- Record list:
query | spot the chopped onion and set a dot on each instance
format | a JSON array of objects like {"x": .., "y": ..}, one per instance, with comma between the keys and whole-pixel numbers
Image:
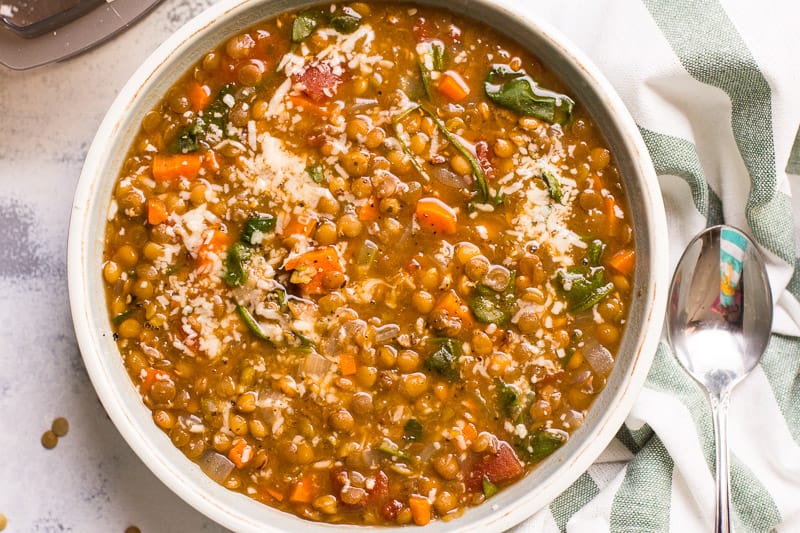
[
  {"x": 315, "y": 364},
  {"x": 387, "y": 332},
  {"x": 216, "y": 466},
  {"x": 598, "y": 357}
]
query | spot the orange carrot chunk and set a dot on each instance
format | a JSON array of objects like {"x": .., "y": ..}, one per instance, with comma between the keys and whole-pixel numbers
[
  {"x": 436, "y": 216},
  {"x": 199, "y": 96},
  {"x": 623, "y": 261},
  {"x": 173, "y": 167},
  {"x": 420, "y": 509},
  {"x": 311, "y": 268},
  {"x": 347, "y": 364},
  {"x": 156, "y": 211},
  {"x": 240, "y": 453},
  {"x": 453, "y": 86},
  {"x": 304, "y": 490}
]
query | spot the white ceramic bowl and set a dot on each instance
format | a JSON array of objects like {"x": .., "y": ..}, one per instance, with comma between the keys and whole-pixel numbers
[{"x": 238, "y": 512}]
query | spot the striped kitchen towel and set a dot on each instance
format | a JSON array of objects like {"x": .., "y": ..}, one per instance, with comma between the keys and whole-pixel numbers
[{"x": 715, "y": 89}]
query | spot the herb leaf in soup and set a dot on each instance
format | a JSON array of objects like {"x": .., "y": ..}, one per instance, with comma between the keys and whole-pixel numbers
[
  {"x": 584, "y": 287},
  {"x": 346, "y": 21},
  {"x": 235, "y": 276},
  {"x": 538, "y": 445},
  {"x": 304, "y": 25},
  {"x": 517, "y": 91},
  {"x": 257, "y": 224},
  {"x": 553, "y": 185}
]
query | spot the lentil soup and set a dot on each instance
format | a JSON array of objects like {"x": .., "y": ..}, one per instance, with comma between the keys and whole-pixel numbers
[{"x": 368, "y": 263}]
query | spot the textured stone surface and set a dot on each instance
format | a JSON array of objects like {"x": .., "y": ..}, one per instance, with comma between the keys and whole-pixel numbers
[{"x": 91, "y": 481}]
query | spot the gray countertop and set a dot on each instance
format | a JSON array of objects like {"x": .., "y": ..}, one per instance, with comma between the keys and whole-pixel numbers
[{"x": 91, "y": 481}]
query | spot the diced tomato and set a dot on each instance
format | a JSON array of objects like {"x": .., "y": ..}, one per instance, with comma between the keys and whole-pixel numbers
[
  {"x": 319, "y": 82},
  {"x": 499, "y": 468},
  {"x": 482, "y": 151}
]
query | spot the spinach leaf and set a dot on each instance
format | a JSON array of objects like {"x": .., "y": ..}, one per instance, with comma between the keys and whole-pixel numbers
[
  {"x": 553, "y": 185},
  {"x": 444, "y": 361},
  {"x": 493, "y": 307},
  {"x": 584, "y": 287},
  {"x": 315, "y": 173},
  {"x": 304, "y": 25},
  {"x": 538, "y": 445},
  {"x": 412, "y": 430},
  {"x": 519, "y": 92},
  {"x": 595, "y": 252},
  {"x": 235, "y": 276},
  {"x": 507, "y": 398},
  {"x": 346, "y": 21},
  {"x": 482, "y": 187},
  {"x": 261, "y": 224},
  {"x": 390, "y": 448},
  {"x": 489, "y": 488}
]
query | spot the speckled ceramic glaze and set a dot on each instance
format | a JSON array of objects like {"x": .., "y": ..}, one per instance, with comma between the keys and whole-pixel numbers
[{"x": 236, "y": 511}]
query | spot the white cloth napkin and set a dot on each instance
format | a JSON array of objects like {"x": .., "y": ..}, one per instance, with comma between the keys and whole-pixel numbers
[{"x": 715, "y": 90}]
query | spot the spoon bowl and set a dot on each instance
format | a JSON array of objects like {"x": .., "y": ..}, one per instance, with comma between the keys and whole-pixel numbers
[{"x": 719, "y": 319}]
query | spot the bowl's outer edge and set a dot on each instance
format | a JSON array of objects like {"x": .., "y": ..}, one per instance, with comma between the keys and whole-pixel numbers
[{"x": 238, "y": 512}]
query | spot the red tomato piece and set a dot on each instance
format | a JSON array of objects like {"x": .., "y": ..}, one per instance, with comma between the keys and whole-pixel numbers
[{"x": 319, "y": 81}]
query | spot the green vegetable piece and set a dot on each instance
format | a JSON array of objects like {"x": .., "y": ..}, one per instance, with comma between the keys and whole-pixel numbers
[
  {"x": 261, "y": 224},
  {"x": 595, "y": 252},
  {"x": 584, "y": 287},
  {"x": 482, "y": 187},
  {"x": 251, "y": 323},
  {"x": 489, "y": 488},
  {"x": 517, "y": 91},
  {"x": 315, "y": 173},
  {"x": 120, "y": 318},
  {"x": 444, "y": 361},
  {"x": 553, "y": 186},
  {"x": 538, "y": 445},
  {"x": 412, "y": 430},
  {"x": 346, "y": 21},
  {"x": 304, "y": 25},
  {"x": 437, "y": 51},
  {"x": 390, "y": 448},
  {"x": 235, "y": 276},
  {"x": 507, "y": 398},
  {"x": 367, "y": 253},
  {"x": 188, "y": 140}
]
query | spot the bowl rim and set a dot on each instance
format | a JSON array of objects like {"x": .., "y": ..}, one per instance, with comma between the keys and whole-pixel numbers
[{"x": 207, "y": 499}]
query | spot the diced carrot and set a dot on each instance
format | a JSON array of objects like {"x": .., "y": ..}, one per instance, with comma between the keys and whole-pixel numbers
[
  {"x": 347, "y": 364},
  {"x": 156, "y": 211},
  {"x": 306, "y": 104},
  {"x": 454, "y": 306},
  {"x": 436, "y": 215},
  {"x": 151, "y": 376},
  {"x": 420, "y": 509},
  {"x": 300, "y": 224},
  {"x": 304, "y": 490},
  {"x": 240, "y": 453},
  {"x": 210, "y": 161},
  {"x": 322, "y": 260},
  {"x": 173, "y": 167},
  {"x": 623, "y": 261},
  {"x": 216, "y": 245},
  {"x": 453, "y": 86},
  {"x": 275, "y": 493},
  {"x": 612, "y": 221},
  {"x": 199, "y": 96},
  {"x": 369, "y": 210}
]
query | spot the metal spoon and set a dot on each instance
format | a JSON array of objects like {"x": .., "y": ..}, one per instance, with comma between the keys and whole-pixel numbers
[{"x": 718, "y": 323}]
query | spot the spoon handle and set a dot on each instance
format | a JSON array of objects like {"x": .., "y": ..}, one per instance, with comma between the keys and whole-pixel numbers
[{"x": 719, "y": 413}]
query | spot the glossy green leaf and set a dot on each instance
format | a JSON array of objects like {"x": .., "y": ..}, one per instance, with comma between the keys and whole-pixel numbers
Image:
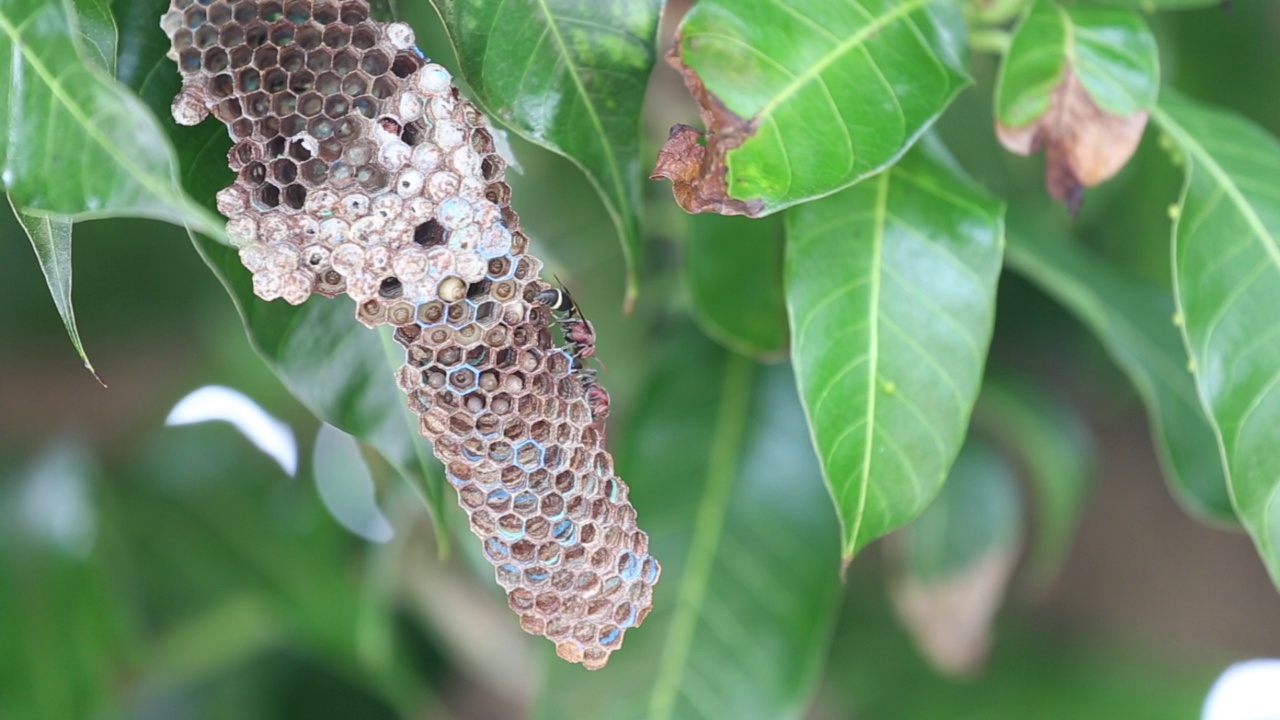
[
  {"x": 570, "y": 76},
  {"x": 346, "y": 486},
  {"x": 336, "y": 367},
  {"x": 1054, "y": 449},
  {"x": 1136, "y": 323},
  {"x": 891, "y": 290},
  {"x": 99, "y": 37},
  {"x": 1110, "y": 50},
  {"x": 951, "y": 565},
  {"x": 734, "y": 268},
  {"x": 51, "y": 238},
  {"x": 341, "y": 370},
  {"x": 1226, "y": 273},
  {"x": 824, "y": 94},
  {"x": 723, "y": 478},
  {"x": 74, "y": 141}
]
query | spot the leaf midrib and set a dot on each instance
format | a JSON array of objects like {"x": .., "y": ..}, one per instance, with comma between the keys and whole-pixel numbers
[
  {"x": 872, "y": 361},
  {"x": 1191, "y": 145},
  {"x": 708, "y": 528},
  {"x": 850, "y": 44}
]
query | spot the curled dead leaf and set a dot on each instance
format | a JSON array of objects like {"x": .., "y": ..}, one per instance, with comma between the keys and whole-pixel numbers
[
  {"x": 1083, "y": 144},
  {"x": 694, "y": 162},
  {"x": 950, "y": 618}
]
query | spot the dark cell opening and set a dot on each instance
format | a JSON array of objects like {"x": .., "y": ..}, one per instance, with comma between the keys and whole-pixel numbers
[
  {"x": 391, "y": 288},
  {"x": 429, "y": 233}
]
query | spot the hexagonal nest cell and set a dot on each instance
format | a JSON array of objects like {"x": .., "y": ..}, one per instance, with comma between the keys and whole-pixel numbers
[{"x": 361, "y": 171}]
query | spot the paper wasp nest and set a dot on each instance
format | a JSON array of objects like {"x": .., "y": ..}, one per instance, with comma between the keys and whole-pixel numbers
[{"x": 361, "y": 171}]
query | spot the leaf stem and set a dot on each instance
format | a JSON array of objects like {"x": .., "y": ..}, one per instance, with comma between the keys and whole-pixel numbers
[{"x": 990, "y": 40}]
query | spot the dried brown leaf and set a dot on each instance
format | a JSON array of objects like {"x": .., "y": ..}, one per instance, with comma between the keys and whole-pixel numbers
...
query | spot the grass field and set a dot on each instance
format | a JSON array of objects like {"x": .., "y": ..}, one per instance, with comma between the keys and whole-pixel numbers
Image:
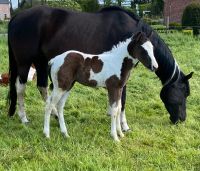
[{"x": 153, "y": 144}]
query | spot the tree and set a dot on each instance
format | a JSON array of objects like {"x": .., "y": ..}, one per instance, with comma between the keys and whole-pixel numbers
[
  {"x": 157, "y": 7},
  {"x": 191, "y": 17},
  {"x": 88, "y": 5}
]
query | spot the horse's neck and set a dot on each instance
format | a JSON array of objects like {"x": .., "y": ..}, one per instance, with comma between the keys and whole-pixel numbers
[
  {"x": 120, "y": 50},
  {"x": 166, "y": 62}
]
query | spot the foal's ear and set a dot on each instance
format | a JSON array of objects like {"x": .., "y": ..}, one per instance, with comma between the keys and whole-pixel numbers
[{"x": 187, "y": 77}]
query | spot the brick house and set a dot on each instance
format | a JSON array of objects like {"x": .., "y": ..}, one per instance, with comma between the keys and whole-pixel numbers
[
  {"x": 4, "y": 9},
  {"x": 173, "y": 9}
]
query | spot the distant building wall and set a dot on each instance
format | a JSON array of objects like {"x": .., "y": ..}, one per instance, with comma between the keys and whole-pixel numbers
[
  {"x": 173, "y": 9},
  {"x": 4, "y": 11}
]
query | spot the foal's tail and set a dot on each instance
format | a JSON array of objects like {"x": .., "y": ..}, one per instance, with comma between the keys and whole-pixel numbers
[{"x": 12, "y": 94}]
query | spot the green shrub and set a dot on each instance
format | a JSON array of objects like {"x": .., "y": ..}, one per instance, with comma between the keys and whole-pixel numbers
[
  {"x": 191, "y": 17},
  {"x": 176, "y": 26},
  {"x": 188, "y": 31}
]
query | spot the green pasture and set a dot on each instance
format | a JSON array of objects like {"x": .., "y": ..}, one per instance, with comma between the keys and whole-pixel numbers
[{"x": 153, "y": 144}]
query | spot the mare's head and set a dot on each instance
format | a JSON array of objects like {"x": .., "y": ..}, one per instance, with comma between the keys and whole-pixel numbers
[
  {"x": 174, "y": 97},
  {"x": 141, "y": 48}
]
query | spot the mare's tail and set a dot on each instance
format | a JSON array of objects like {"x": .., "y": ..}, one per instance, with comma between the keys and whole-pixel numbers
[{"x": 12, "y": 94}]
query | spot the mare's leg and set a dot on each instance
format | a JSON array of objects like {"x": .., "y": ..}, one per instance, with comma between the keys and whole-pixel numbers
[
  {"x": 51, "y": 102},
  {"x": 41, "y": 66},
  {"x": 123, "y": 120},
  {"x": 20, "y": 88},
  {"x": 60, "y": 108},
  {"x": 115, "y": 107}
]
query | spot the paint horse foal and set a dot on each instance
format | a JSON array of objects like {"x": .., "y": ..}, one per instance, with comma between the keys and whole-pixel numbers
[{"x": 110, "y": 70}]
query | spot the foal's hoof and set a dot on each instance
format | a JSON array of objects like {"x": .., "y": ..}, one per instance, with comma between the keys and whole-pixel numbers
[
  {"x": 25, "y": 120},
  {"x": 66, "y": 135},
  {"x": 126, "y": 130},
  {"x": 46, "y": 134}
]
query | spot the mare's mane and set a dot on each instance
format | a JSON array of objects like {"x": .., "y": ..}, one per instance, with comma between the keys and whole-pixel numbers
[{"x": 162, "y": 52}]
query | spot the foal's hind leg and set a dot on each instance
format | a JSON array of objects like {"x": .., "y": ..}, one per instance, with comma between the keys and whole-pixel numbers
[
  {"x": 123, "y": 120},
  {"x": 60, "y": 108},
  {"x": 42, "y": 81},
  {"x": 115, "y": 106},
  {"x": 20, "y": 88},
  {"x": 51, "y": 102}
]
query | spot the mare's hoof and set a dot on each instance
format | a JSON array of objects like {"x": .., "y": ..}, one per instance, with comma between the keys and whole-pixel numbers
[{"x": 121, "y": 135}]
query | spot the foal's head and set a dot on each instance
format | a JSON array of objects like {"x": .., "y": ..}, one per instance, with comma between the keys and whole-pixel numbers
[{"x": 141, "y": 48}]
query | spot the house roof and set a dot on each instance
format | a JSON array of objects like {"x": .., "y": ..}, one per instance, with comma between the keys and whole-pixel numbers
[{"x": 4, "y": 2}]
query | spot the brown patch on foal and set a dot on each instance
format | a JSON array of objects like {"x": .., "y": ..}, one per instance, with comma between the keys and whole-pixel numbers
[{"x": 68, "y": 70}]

- Description of the task: Please pick out every line in the rows above that contains the word "diced" and copy each one.

- Written reply:
query | spot the diced tomato and set a dot on each instance
query | spot the diced carrot and set a dot on each instance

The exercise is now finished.